# What to do:
Copy out the material below, substituting "Mark" for every "Identify" and keeping everything else the same. Leave the pictures out.

# Supplied data:
--- start ---

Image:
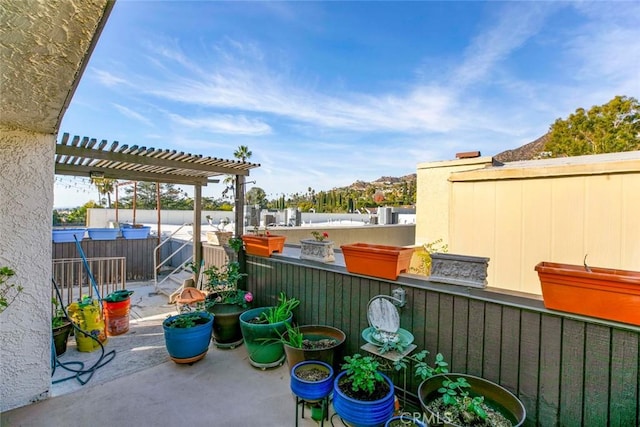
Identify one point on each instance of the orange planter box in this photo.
(386, 262)
(602, 292)
(263, 245)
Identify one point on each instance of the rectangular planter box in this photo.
(382, 261)
(103, 233)
(219, 238)
(604, 293)
(66, 235)
(263, 245)
(136, 232)
(460, 270)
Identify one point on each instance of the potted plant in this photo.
(456, 399)
(263, 244)
(460, 400)
(592, 291)
(262, 329)
(317, 249)
(187, 335)
(313, 342)
(311, 381)
(362, 395)
(382, 261)
(61, 327)
(227, 302)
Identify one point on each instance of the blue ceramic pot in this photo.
(103, 233)
(311, 390)
(187, 345)
(360, 413)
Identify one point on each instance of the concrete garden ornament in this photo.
(317, 249)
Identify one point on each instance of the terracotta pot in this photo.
(331, 355)
(386, 262)
(263, 245)
(601, 292)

--- end ---

# Answer for this exercise:
Image:
Mark one point on each instance of the orange planter box in this photo.
(386, 262)
(602, 292)
(263, 245)
Mark one point on each instance of the rectangular planter box in this photo.
(382, 261)
(103, 233)
(219, 238)
(604, 293)
(66, 235)
(263, 245)
(136, 232)
(460, 270)
Mark one point on each instance of the potted plant in this photo.
(456, 399)
(263, 244)
(460, 400)
(592, 291)
(262, 329)
(317, 249)
(187, 335)
(313, 342)
(311, 381)
(362, 395)
(382, 261)
(61, 327)
(227, 302)
Mark one point on each instance of the blue ceramic pot in this photo.
(103, 233)
(311, 390)
(187, 345)
(360, 413)
Mark one point on each instance of the concrete garden ornament in this photo.
(317, 249)
Mark one point on each instance of the terracotta pot in this photo.
(331, 355)
(386, 262)
(263, 245)
(601, 292)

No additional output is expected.